Repeat the material exactly as it appears.

# Start of Input

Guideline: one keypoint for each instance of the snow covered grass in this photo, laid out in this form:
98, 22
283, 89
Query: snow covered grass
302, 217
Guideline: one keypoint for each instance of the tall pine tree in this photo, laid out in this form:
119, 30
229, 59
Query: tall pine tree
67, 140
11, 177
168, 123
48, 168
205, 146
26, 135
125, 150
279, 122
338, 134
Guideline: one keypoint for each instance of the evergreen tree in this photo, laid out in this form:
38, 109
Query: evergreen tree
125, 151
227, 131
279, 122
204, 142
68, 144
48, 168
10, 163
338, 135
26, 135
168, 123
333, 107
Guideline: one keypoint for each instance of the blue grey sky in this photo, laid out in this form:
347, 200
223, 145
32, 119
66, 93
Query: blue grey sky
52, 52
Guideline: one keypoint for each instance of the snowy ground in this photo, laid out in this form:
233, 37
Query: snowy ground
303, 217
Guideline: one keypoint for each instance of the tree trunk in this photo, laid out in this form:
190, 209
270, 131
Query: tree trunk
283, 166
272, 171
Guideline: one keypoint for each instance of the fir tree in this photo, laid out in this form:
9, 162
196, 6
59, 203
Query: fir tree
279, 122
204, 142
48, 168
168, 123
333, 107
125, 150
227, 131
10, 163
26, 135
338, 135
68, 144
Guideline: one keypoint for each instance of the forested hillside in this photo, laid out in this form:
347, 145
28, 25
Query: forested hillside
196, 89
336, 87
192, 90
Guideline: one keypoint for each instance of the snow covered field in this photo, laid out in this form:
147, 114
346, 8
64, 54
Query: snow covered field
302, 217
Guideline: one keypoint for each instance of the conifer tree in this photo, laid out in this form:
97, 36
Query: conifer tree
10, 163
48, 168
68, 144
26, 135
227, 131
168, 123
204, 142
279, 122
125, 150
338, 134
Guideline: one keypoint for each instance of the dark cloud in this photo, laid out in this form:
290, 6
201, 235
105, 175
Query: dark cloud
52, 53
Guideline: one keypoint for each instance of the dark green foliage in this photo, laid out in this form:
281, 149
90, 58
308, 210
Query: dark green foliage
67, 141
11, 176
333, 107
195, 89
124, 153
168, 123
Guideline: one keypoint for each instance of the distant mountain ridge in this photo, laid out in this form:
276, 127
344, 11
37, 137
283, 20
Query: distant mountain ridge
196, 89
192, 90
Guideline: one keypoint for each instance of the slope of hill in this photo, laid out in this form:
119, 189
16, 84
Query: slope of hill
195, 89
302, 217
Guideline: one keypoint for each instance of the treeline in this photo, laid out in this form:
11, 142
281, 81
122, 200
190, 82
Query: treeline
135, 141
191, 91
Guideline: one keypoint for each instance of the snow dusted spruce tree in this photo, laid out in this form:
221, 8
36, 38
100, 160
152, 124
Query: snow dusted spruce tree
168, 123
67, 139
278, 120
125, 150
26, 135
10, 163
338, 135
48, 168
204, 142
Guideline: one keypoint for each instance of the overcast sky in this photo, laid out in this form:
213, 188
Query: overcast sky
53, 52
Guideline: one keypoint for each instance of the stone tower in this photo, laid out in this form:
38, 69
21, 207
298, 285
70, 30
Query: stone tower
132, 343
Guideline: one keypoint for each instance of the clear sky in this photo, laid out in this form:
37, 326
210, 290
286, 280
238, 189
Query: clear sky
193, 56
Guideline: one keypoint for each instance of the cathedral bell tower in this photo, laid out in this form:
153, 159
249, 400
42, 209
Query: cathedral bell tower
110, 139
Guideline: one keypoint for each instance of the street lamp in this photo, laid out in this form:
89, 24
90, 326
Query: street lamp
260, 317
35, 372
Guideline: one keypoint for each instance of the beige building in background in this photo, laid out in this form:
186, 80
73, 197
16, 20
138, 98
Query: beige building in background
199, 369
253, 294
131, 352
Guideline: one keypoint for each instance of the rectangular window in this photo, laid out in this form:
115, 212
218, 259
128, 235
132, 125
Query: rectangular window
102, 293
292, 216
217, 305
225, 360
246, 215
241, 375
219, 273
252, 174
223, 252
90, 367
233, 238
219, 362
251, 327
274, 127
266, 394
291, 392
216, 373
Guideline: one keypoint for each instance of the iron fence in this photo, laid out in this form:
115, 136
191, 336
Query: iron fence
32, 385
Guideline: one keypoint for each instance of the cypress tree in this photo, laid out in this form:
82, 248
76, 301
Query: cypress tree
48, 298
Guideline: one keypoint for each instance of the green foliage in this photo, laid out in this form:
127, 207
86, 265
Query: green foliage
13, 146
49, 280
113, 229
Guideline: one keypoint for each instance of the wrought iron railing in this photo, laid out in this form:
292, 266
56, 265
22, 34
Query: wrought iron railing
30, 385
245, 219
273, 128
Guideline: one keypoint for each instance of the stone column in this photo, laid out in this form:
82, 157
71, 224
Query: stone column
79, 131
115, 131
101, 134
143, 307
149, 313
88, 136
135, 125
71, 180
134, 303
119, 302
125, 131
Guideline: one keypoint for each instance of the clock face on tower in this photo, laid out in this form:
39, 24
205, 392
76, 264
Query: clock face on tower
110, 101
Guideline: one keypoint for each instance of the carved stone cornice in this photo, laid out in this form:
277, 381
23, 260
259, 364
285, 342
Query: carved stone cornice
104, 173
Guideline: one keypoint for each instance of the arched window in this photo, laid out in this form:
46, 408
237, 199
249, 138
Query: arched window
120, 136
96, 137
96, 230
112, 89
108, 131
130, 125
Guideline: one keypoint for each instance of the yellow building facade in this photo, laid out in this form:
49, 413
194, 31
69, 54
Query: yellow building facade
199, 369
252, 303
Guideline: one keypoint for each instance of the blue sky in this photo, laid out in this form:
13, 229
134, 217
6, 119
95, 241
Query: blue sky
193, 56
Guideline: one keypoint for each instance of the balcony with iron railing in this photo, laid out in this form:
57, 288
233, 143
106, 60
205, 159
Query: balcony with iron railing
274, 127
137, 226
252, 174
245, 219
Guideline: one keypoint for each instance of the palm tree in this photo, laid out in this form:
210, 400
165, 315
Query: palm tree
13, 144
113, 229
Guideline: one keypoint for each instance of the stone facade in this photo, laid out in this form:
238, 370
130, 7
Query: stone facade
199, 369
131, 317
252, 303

# End of Input

• _Solution to this problem_
Guideline: one keypoint for each instance of the snow covered grass in this photo, laid out in this form:
98, 22
283, 89
Query: snow covered grass
302, 217
Guideline: one keypoint for each instance of the tall pine tree in this photo, laid out in this form:
119, 30
229, 59
Query: tall pine tree
67, 140
11, 177
168, 123
48, 168
205, 146
26, 135
125, 150
279, 122
338, 134
Guideline: one keypoint for each instance of the evergreen tree in this photo, laid out in this form:
38, 109
Query: evergreen tree
125, 151
227, 131
279, 122
204, 142
68, 144
48, 168
10, 163
338, 135
26, 135
168, 123
333, 107
Guideline: one keypoint for each instance of the blue grey sky in this photo, laid out in this form:
347, 200
223, 145
32, 119
66, 93
Query: blue grey sky
52, 52
Guideline: one keypoint for each instance of the snowy ground in this photo, laid out in this form:
233, 37
Query: snowy ground
303, 217
Guideline: one keypoint for each instance of the tree trunk in this photo, laid out in this form:
190, 209
270, 131
Query: tree trunk
283, 166
272, 171
Guideline: one keypoint for each instance of the fir tree in this photo, laid out in this form:
9, 162
196, 6
59, 203
Query: fir tree
279, 122
204, 142
48, 168
168, 123
333, 107
125, 150
227, 131
10, 163
26, 135
338, 135
68, 144
Guideline: one keypoint for each instance of the forested hillside in this photo, laid out in this form:
347, 145
28, 25
Query: forested hillside
196, 89
336, 87
192, 90
Guideline: one keypoint for each instance of the snow covered field in this photo, laid out in this form:
147, 114
346, 8
64, 54
Query: snow covered field
302, 217
Guideline: one keypoint for each instance of the conifer tree in this photo, laid out in this form:
97, 36
Query: conifer tree
10, 163
48, 168
68, 144
26, 135
227, 131
168, 123
204, 142
279, 122
125, 150
338, 134
Guideline: one keypoint for each instance of the dark cloud in this photo, laid out in this form:
290, 6
201, 235
105, 175
Query: dark cloud
52, 53
Guideline: one keypoint for each instance of the dark green foliage in this photo, laid out in this form:
281, 149
90, 58
308, 210
Query: dark green foliage
67, 141
11, 176
333, 107
195, 89
124, 153
168, 123
Guideline: one keypoint for each instance of the distant mountain ridge in this photo, laid out in this form:
276, 127
344, 11
37, 137
283, 20
Query: distant mountain ridge
196, 89
192, 90
Guideline: one keypoint for each instance of the slope of hill in this photo, laid out in this form:
119, 189
16, 84
Query: slope of hill
195, 89
302, 217
Guideline: one keypoint for each instance of the treeline in this photo, laid out in this form:
11, 142
281, 81
122, 200
190, 82
Query: treeline
135, 141
191, 91
Guideline: one keypoint for each instance of the snow dusted spruce tree in this photo, laid out in this form:
221, 8
36, 38
100, 160
152, 124
Query: snow dusted spruce tree
168, 123
67, 139
278, 120
125, 150
26, 135
10, 163
338, 135
48, 168
204, 142
Guideline: one keypoint for each instance of the overcast sky in this photo, laid out in this form:
213, 188
Query: overcast sky
53, 52
Guideline: one keypoint for each instance of the stone tower in this photo, laid out in this form:
38, 69
21, 207
298, 285
70, 30
Query: stone tower
132, 343
Guideline: one keypoint for each instance of the clear sky in this photo, laid out in this form:
37, 326
210, 290
286, 280
238, 189
Query: clear sky
193, 56
Guideline: one keypoint for each instance of the cathedral bell tower in this photo, laid out in this form:
153, 159
249, 400
42, 209
Query: cathedral bell tower
110, 139
Guideline: one keypoint for each instance of the street lamp in this photo, laid out in this form:
89, 24
90, 326
Query: street lamp
260, 317
35, 372
Guideline: one keypoint for each instance of the beige building in background in this photo, laid out in this form:
186, 80
73, 197
16, 20
138, 98
Query: beige building in background
199, 369
253, 294
131, 352
Guideline: one keypoint for each instance of the rectangular window in this photo, laid out in this form:
115, 212
218, 259
128, 235
132, 125
Query: rectangular window
102, 293
292, 216
217, 305
225, 360
246, 215
241, 375
219, 273
252, 174
223, 252
90, 367
233, 238
219, 362
251, 327
274, 127
266, 394
291, 392
216, 373
Guideline: one keypoint for each instance of the iron fence in this photo, laid out in this form:
115, 136
191, 336
Query: iron fence
32, 385
Guideline: one keypoint for each instance of the cypress tree in this photo, laid out in this form:
82, 248
76, 301
Query: cypress tree
48, 298
Guideline: one keypoint for each instance of the green foliage in this photo, laid out in this form:
127, 207
86, 265
Query: green foliage
13, 146
49, 280
113, 229
Guideline: one keypoint for each instance of the wrought iron railing in this photo, laid out in this form:
292, 266
56, 265
22, 34
Query: wrought iron railing
30, 385
245, 219
273, 128
Guideline: one keypoint for each instance of the stone column in this photo, laid out in this form:
82, 157
71, 224
Query: stone column
79, 131
115, 131
101, 134
143, 307
149, 313
88, 136
135, 125
71, 180
134, 303
119, 302
125, 131
Guideline: one keypoint for each instance of the clock face on tower in this photo, laid out in this form:
39, 24
205, 392
76, 264
Query: clock face on tower
110, 101
Guideline: one keypoint for each instance of the carved stone cornice in this photo, laid out in this form:
277, 381
23, 260
259, 364
285, 342
Query: carved stone cornice
104, 173
Guideline: one keypoint for each instance of the arched window in this photo, laid out in this form:
46, 408
237, 199
249, 138
Query: arched window
120, 136
96, 137
96, 230
112, 89
108, 131
130, 125
Guideline: one keypoint for each instance of the yellow building facade in this photo, laid out in this form:
49, 413
194, 31
69, 54
Query: yellow building facade
199, 369
252, 303
Guideline: one keypoint for each instance of the blue sky in this photo, laid out in this form:
13, 229
134, 217
6, 119
95, 241
Query: blue sky
193, 56
Guideline: one keypoint for each instance of the balcony with iron railing in this photo, laid out in this form:
57, 288
233, 143
106, 60
205, 159
Query: balcony with iron railing
274, 127
137, 226
252, 174
245, 219
Guideline: one keypoint for each instance of the palm tree in this photo, laid out in this form:
210, 400
165, 315
Query: palm tree
13, 144
113, 229
Guideline: one keypoint for each instance of the stone facade in this photo, laid out in this form:
238, 370
130, 7
Query: stone facade
199, 369
131, 317
252, 303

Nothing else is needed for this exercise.